### TASKS TO PERFORM
[a] Answer these questions using the Free Radio Gainesville article.
(i) In what year did the affinity group behind the station get organized?
(ii) For about how long have the members been involved with each other through the local youth culture/counterculture scene?
(iii) What is the name of the local radical infoshop where the group took part in policy-building and organizing?
[b] Revise the Free Radio Gainesville article, starting with "Our radio station" and going on through "the local clubs.", and replace "older activists" with "veteran activists".
[c] Continue the Free Radio Gainesville article from the point where it stops.

### PAGE EXCERPT
FREE RADIO AS COMMUNITY RADIO: A FREE RADIO GAINESVILLE PERSPECTIVE
By Riffraff the Radio Rat
Free Radio Gainesville began as an idea generated by an
anarchist affinity group-a small political work group based on ties of friendship and
community-that got organized in 1996. Some of us have lived in Gainesville almost all of
our lives, and others are transplants, but we've been involved with each other through the
youth culture/counterculture scene here for about five years now. Our goals for the
station are basically to attack corporate media and provide a grassroots alternative, to
try to get some of our "radical" ideas out into the community in order to stir
up action and positive change in our town, and to have fun by being creative with a medium
(radio) that has a lot of potential that we see being wasted by corporate culture with its
bottom line agenda and narrow scope. Because of its small scale and D.I.Y. basis,
unlicensed micro-powered radio has the potential to fill in all kinds of gaps that exist
in the range of styles or perspectives available from current legally licensed
broadcasters. "Pirate" stations can fill in the many niches between the
tightly-focused market-based approach of corporate radio and the wide-open hodge-podge of
licensed non-profit community radio. The micropower radio movement is growing
exponentially at this point, and there are many issues of legality, ethics, money and the
lack thereof, and basic orientation and goals of the movement as a whole that current
microbroadcasters are struggling with. One of the biggest issues is the question of how
micropowered FM stations can fit into the communities in which they are based. This
question has legal and economic sides that I will not go into here. For this article I
thought I would focus more on the political and organizational issues that we here at FRG
are working on. I thought I'd tell MRR's readers a little bit about our community and how
we see ourselves and our project in relation to it, in the hope that it will provide other
broadcasters and potential broadcasters with some food for thought about the sort of basic
existential questions like "What is free radio and how the hell are we gonna do
it?"
Our radio station was conceived of as a political and cultural project. In Gainesville we
are fortunate to have a community which has a long history of radical politics, and a long
memory about the history of the various struggles that have gone on, stretching back to
the Civil Rights era. Because of this radical history and the strength of the
counterculture that developed here in the 60's and 70's, there are many opportunities in
this town for radical-minded rebel youth to work with and learn from older activists, and
we have all benefited from this. Gainesville also has a vibrant youth culture that is
centered around a pretty independent-minded music scene, from D.I.Y. punk and hardcore to
indie rock to funk to underground DJ's that spin a variety of styles in the local clubs.
Some of our members who grew up in this scene just took the ball and ran with it, and have
been agitating and fuckin' shit up since they were in high school.
The affinity group that started Free Radio Gainesville got organized in order to make a
specifically anarchist contribution to the local scene. We wanted to create programs and
actions that would complement other local grassroots projects while reflecting our
commitment to anarchism and anti-authoritarianism. We had all been involved in activism
through other groups, some of them more traditional "left-wing" groups, such as
feminist and student organizations, and others more anarchistic in nature, such as Food
Not Bombs. Our little posse met through the natural process of networking that goes on in
small-town community organizing. Initially we all started hanging out as "just
friends," but through our participation in the process of policy-building and
organizing at the local radical infoshop, the Civic Media Center, we became increasingly
aware of our shared commitment to certain political ideas-radical democracy, decentralized
organization, open and inclusive group process.

### DATASET
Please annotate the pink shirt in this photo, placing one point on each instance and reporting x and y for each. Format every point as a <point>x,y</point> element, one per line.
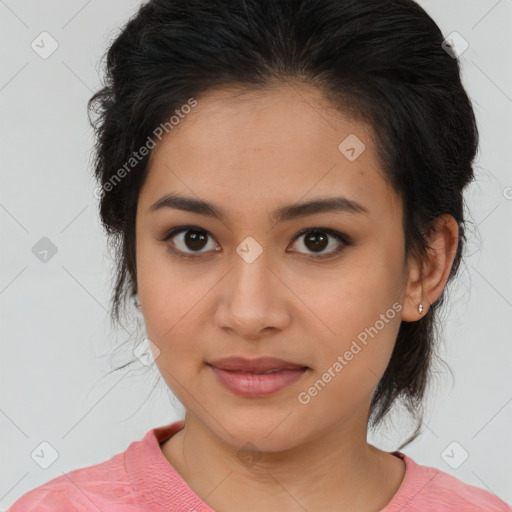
<point>141,479</point>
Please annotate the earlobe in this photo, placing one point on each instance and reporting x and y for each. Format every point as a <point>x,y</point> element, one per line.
<point>428,279</point>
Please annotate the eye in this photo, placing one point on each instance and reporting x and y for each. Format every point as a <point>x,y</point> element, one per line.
<point>188,237</point>
<point>317,239</point>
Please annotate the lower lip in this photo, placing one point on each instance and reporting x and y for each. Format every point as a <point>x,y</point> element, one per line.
<point>256,385</point>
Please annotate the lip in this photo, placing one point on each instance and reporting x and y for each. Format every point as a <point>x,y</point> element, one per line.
<point>260,364</point>
<point>244,377</point>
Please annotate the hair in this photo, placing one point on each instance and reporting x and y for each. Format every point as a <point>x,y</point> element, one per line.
<point>381,62</point>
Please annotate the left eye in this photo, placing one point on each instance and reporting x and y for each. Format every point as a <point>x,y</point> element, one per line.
<point>317,239</point>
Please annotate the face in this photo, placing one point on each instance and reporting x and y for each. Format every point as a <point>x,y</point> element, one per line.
<point>322,288</point>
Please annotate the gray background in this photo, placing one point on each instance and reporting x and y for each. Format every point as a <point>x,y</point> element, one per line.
<point>55,333</point>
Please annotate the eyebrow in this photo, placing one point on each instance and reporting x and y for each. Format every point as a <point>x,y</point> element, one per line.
<point>282,214</point>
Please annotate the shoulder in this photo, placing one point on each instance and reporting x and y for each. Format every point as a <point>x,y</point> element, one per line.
<point>429,489</point>
<point>87,488</point>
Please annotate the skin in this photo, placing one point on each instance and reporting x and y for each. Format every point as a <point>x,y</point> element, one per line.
<point>249,154</point>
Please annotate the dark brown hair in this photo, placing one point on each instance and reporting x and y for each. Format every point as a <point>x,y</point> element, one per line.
<point>383,62</point>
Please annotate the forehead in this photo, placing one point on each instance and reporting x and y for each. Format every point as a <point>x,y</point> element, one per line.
<point>261,149</point>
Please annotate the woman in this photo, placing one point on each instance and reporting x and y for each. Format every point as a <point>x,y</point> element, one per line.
<point>283,181</point>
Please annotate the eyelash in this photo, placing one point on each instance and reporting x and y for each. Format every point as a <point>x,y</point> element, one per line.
<point>340,237</point>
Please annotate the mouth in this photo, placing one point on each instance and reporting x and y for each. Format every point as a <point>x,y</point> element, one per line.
<point>258,377</point>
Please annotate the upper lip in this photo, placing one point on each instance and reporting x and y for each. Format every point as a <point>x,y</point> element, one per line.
<point>260,364</point>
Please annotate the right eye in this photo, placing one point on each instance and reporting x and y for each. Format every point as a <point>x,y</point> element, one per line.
<point>191,238</point>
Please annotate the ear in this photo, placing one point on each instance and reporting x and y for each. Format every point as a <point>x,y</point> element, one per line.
<point>427,279</point>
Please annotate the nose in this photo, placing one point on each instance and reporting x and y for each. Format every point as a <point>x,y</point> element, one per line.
<point>253,299</point>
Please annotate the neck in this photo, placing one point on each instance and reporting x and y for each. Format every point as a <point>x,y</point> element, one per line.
<point>338,470</point>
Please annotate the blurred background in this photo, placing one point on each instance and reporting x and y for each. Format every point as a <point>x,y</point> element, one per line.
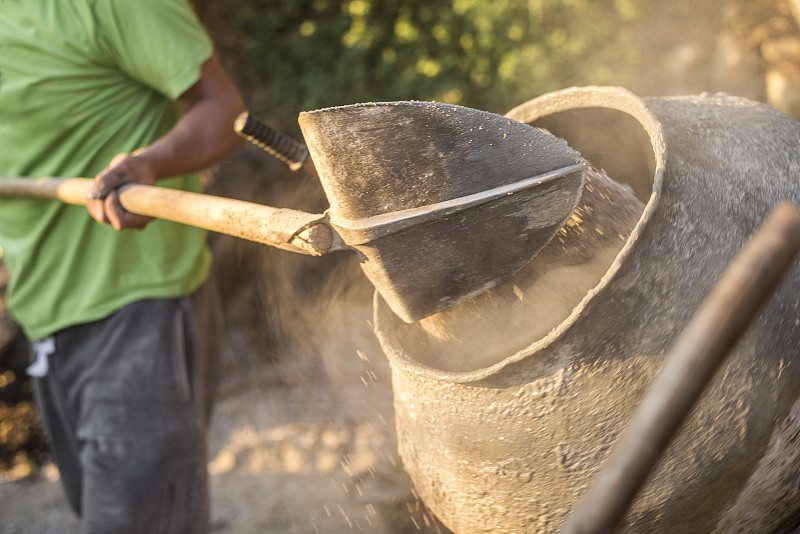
<point>303,436</point>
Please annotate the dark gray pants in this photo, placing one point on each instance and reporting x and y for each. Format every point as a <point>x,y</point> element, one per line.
<point>126,402</point>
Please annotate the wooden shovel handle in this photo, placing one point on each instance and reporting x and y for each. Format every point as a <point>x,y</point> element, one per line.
<point>746,285</point>
<point>286,229</point>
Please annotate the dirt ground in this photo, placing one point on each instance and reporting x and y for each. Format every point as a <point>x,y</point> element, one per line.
<point>303,437</point>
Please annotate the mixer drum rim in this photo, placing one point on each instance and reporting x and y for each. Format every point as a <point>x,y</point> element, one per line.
<point>575,98</point>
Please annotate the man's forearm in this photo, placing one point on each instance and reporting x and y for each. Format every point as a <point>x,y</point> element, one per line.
<point>205,133</point>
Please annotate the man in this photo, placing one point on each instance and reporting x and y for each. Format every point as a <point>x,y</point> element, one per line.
<point>120,360</point>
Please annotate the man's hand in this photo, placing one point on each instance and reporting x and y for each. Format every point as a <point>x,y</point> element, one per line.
<point>103,198</point>
<point>202,137</point>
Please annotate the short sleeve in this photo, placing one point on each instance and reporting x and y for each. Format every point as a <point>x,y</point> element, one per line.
<point>160,43</point>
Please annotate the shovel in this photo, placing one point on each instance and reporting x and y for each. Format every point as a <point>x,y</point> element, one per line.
<point>440,202</point>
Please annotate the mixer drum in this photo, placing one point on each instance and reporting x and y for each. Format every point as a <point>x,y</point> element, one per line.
<point>512,446</point>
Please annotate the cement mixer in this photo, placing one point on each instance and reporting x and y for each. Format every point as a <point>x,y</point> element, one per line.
<point>511,440</point>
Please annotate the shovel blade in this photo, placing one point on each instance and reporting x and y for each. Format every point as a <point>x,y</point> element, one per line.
<point>441,201</point>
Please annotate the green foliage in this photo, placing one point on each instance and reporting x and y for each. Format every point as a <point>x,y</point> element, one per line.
<point>486,54</point>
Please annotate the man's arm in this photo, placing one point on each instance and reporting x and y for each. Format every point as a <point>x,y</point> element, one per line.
<point>202,137</point>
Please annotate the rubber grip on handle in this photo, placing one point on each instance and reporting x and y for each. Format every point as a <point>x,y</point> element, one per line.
<point>283,147</point>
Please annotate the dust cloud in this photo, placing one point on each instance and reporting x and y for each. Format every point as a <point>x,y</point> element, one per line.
<point>524,308</point>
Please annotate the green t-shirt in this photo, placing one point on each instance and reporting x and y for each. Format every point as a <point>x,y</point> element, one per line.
<point>80,82</point>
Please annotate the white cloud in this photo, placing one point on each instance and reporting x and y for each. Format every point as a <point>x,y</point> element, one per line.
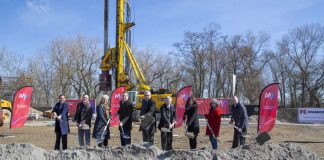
<point>38,6</point>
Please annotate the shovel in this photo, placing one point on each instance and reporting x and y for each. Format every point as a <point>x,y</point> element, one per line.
<point>189,134</point>
<point>262,138</point>
<point>122,128</point>
<point>164,129</point>
<point>211,130</point>
<point>241,133</point>
<point>123,133</point>
<point>102,137</point>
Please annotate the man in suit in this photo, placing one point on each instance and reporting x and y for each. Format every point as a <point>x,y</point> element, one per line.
<point>240,119</point>
<point>167,121</point>
<point>148,108</point>
<point>83,118</point>
<point>60,114</point>
<point>125,113</point>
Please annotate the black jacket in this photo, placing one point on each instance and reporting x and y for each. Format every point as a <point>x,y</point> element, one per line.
<point>192,118</point>
<point>87,116</point>
<point>239,116</point>
<point>63,124</point>
<point>148,107</point>
<point>167,116</point>
<point>101,122</point>
<point>125,113</point>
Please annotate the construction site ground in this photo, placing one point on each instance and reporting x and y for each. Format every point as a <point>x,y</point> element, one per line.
<point>41,134</point>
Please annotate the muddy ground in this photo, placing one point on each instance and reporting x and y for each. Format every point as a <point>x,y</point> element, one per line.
<point>310,137</point>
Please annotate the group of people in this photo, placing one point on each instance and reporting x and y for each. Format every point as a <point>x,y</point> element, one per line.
<point>101,132</point>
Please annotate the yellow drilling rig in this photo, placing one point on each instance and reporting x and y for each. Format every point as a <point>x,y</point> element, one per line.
<point>116,62</point>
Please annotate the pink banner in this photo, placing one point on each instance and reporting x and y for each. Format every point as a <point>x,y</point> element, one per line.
<point>182,98</point>
<point>116,97</point>
<point>268,108</point>
<point>203,105</point>
<point>21,105</point>
<point>73,105</point>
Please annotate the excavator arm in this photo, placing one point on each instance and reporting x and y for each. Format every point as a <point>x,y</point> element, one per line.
<point>112,65</point>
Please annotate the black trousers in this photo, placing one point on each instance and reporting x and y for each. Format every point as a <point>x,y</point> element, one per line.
<point>104,143</point>
<point>148,136</point>
<point>59,136</point>
<point>193,142</point>
<point>166,140</point>
<point>238,138</point>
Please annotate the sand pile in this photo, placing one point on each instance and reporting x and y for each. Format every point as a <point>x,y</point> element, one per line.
<point>137,151</point>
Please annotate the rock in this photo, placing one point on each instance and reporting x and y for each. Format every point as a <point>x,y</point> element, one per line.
<point>142,151</point>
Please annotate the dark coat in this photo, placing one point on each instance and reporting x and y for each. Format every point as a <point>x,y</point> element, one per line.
<point>239,116</point>
<point>88,114</point>
<point>63,124</point>
<point>125,113</point>
<point>214,121</point>
<point>148,107</point>
<point>167,116</point>
<point>100,123</point>
<point>192,118</point>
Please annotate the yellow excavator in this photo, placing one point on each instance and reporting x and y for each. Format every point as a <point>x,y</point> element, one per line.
<point>115,62</point>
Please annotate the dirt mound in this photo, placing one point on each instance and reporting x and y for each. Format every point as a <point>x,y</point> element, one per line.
<point>137,151</point>
<point>269,151</point>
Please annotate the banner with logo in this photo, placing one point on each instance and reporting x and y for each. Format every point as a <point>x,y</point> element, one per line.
<point>182,97</point>
<point>116,97</point>
<point>268,107</point>
<point>204,106</point>
<point>74,102</point>
<point>311,115</point>
<point>21,105</point>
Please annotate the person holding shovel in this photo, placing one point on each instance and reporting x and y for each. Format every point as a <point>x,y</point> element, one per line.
<point>213,119</point>
<point>166,124</point>
<point>125,113</point>
<point>192,123</point>
<point>60,114</point>
<point>148,110</point>
<point>240,120</point>
<point>101,130</point>
<point>82,117</point>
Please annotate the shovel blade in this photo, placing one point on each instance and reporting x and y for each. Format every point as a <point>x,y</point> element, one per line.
<point>262,138</point>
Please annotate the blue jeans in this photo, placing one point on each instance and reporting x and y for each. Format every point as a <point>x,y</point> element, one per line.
<point>125,141</point>
<point>213,141</point>
<point>84,134</point>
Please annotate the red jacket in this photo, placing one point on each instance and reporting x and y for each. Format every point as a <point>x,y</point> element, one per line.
<point>214,121</point>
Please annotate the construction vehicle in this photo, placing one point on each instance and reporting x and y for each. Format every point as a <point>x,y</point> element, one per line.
<point>115,62</point>
<point>6,108</point>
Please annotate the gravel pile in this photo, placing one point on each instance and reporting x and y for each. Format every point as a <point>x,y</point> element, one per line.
<point>138,151</point>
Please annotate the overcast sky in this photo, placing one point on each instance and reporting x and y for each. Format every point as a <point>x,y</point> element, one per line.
<point>27,26</point>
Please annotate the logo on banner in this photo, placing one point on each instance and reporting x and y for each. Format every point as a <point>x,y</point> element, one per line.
<point>183,98</point>
<point>271,95</point>
<point>303,111</point>
<point>117,96</point>
<point>23,96</point>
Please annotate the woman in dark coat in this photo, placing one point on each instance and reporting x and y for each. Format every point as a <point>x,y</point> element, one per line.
<point>192,123</point>
<point>103,114</point>
<point>214,121</point>
<point>60,112</point>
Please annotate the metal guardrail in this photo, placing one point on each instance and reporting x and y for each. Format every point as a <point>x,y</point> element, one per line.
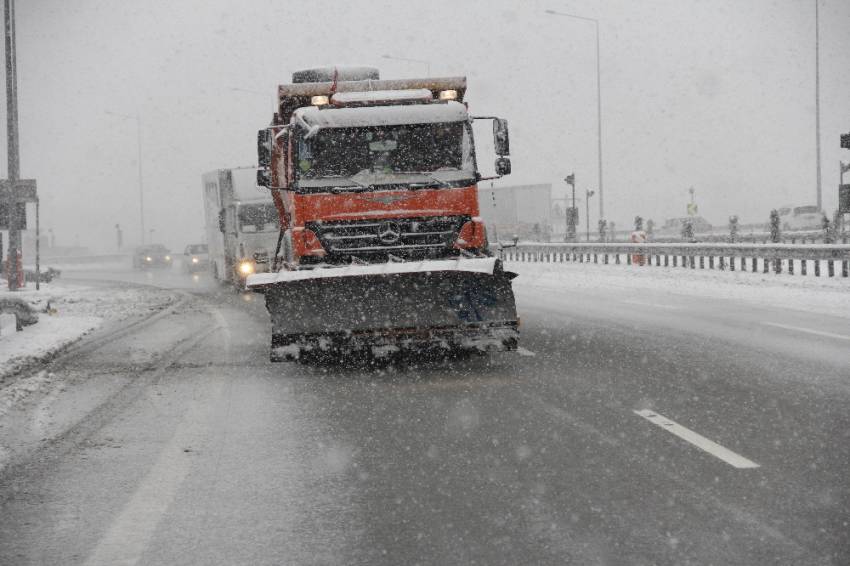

### THE RESULTS
[a]
(i) 1996
(ii) About five years
(iii) The Civic Media Center

[b]
Our radio station was conceived of as a political and cultural project. In Gainesville we
are fortunate to have a community which has a long history of radical politics, and a long
memory about the history of the various struggles that have gone on, stretching back to
the Civil Rights era. Because of this radical history and the strength of the
counterculture that developed here in the 60's and 70's, there are many opportunities in
this town for radical-minded rebel youth to work with and learn from veteran activists, and
we have all benefited from this. Gainesville also has a vibrant youth culture that is
centered around a pretty independent-minded music scene, from D.I.Y. punk and hardcore to
indie rock to funk to underground DJ's that spin a variety of styles in the local clubs.

[c]
We first got together as our own separate group to study anarchist history and share ideas
about the theory and practice of anarchism-things like direct action, consensus
decision-making, and non-hierarchical group structures. We did so partly out of
disenchantment with some of the goals and tactics of other local Left groups (pushing for
legislative action, voting drives, etc.) and partly out of a strong desire to participate
in what we all saw as a fast-growing revitalization of anarchy in North America. All of us
were plugged into the anarchist/anti-authoritarian scene through our own personal
interests, most of which were related to the counterculture youth scene. We were reading
the literature, from Profane Existence to the dozens of Riot Grrl zines that exploded onto
the scene in the early nineties; we were doing the work, from Food Not Bombs to Youth
Liberation classes and workshops; we were studying the theory, from Goldman and Kropotkin
to Chomsky and Bookchin; and we were learning the history, from the medieval Free Spirit
to the Paris Commune to the Industrial Workers of the World to Paris 1968 to Active
Resistance 1996. The original study group idea never really got off the ground, but
eventually it developed into a more action-oriented project. Although the radio station
has been our longest and most involved effort, we have also done street theater and
organized solidarity events for the EZLN (the Zapatistas).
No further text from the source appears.